───── TEXTO FORNECIDO ─────

Os seguidores já gostavam dos meus vídeos e, com a mudança, cheguei a ter algumas gravações com mais de 1 milhão de visualizações. As contas do TikTok, claro, eram banidas. Abri mais de dez, sendo que algumas não duraram nem um dia. Eu perguntava aos meus seguidores a sua opinião para aprimorar o meu trabalho e a nossa relação fluía muito bem.
Para ter boas fontes de informações, seguia profissionais de confiança da direita e eu traduzia o fato do dia de uma forma simples, sem rodeios.
Fiquei mais ou menos duas semanas em Curitiba e os meus seguidores começaram a pedir para que eu fosse ao QG de Brasília.
Como o foco realmente era Brasília, conversei com o Rafael e entendemos que o tempo no QG de Pinheirinho tinha acabado e que deveríamos ir para a capital federal. As informações estavam centralizadas lá, então nós deveríamos nos deslocar para perto delas.

─────

# OBJETIVO
Reescreva o trecho do texto fornecido que começa em "Para ter boas" e vai até "para perto delas.", trocando "QG" por "quartel-general".

───── DADOS FORNECIDOS ─────

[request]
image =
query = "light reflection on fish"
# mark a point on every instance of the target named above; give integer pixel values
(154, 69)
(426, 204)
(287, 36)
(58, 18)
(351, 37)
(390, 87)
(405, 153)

─────

# RESPOSTA DO EXERCÍCIO
Para ter boas fontes de informações, seguia profissionais de confiança da direita e eu traduzia o fato do dia de uma forma simples, sem rodeios.
Fiquei mais ou menos duas semanas em Curitiba e os meus seguidores começaram a pedir para que eu fosse ao quartel-general de Brasília.
Como o foco realmente era Brasília, conversei com o Rafael e entendemos que o tempo no quartel-general de Pinheirinho tinha acabado e que deveríamos ir para a capital federal. As informações estavam centralizadas lá, então nós deveríamos nos deslocar para perto delas.